• _Written task_: Collect every line in the items below that contains the string "shirt". Case counts.

• _Given records_:
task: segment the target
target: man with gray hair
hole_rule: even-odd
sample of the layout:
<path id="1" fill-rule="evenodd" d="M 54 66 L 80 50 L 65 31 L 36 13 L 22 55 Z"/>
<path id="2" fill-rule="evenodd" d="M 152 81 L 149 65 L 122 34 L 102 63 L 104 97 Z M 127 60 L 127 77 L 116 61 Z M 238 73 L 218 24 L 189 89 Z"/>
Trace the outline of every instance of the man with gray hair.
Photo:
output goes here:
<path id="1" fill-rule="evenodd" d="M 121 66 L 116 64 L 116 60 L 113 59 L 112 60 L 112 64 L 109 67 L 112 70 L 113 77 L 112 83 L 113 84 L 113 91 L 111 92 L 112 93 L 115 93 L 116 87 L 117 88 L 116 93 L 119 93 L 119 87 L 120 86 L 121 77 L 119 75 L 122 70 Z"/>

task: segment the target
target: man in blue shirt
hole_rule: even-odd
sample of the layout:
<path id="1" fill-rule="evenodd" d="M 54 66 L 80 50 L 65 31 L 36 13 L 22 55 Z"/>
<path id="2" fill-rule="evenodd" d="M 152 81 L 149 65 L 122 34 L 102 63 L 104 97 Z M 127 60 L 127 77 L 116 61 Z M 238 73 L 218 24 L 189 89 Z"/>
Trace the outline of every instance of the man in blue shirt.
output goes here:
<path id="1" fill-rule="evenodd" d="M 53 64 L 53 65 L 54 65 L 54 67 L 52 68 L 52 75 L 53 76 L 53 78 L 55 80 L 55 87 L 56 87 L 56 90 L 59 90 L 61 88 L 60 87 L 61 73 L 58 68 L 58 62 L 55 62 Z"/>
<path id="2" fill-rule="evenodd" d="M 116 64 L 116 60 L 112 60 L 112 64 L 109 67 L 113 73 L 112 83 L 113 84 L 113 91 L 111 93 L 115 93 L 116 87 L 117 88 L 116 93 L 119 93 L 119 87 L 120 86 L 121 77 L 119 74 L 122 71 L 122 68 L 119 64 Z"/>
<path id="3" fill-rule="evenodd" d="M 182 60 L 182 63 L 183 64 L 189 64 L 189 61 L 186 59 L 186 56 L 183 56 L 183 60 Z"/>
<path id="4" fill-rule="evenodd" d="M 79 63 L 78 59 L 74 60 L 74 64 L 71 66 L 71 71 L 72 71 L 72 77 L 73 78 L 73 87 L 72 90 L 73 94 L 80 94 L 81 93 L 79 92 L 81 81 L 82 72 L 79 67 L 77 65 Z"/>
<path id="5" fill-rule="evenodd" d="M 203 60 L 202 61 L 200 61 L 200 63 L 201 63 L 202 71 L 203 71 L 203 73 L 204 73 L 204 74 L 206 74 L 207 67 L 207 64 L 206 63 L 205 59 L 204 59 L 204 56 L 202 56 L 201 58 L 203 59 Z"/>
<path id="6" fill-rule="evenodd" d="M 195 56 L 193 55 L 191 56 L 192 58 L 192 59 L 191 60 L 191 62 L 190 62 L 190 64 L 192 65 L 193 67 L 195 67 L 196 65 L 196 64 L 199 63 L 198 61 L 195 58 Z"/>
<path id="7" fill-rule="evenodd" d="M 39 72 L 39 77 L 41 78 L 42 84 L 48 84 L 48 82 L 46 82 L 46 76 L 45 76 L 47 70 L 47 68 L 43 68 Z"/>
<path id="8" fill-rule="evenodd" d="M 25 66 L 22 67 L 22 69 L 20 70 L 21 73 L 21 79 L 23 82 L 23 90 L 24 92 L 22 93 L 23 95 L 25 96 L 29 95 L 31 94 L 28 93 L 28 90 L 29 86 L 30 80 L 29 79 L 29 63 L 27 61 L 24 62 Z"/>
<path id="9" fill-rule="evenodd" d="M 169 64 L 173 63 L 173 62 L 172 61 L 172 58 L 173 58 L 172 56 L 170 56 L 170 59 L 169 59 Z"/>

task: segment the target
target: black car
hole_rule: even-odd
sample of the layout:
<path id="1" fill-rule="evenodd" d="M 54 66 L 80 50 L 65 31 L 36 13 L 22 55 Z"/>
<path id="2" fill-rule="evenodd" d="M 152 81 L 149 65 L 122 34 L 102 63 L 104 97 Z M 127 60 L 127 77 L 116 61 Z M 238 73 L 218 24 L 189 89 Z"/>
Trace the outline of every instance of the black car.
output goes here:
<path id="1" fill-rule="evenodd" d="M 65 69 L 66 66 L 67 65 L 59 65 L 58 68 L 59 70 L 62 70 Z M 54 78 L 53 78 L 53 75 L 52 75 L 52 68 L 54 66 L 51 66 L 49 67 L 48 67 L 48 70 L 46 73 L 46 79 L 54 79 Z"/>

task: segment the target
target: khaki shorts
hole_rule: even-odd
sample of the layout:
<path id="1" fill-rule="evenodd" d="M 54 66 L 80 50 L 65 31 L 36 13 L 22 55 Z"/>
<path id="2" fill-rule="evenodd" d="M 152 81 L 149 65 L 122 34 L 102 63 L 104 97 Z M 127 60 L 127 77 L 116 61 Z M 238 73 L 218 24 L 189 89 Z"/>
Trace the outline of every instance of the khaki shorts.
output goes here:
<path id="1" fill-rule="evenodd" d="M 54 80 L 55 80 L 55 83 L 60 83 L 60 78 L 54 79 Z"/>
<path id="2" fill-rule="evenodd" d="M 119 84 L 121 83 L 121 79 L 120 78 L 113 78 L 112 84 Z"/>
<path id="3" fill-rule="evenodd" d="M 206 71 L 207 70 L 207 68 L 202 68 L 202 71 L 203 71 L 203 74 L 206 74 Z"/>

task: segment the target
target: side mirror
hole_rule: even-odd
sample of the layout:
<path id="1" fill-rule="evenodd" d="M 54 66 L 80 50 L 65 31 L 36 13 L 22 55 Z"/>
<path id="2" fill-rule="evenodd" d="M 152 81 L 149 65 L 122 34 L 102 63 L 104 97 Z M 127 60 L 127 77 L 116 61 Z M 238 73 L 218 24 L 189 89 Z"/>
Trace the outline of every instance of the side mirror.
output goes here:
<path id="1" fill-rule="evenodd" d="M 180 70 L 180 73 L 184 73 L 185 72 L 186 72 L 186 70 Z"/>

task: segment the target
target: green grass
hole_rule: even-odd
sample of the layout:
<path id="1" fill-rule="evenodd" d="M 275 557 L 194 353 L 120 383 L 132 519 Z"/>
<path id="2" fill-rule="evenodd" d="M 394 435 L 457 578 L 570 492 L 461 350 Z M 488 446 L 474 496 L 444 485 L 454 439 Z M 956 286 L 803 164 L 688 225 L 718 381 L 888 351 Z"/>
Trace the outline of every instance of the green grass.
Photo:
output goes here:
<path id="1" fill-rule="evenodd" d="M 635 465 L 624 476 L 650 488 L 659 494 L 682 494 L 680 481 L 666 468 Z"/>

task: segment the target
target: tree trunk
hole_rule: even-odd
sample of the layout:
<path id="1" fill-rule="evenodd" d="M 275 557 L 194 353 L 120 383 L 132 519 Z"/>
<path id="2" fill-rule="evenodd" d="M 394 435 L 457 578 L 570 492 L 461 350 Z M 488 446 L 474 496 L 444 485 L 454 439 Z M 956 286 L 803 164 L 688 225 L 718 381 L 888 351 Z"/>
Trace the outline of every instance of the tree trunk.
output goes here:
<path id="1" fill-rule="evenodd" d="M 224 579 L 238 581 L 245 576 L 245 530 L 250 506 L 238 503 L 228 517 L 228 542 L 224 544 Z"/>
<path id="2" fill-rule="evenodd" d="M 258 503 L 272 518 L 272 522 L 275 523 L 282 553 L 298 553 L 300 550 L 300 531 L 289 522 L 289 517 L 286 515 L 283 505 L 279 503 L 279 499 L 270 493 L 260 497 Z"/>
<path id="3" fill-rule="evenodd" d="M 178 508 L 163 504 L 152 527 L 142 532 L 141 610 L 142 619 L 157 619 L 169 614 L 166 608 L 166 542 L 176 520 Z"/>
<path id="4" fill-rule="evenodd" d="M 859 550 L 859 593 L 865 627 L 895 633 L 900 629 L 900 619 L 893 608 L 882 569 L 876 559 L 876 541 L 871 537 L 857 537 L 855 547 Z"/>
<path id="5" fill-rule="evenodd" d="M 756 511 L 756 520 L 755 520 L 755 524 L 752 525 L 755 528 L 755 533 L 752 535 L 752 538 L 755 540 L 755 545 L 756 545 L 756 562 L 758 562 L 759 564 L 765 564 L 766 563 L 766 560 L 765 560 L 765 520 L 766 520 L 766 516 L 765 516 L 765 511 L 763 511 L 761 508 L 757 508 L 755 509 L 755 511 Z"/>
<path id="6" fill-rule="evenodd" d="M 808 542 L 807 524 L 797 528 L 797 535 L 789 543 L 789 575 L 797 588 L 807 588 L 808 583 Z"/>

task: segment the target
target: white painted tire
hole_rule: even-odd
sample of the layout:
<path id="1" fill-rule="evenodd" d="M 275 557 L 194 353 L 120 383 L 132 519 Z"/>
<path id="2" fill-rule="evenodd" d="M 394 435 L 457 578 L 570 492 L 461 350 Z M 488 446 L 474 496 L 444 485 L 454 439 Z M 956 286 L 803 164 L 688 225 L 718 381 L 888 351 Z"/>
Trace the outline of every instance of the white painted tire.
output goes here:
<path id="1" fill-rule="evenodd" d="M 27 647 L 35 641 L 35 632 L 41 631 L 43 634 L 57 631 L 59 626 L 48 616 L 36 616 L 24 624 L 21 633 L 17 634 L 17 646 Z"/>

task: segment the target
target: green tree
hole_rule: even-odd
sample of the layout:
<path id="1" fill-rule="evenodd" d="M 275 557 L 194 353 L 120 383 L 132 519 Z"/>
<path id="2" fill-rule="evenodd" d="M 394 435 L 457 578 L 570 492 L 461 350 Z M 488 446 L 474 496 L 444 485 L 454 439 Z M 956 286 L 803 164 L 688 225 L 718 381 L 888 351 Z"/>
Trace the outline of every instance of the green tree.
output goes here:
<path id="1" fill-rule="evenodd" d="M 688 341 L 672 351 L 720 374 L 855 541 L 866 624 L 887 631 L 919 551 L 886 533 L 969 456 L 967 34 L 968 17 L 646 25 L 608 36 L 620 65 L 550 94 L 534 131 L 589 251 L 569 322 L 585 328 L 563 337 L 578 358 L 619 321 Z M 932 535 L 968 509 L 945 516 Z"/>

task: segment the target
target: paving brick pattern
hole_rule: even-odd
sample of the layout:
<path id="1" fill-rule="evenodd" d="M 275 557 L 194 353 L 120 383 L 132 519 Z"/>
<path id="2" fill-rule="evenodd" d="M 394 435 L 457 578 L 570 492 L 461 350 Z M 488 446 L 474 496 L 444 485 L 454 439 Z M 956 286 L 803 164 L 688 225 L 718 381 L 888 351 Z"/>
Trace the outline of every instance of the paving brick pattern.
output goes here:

• _Exercise solution_:
target: man in blue shirt
Trace the outline of every instance of the man in blue shirt.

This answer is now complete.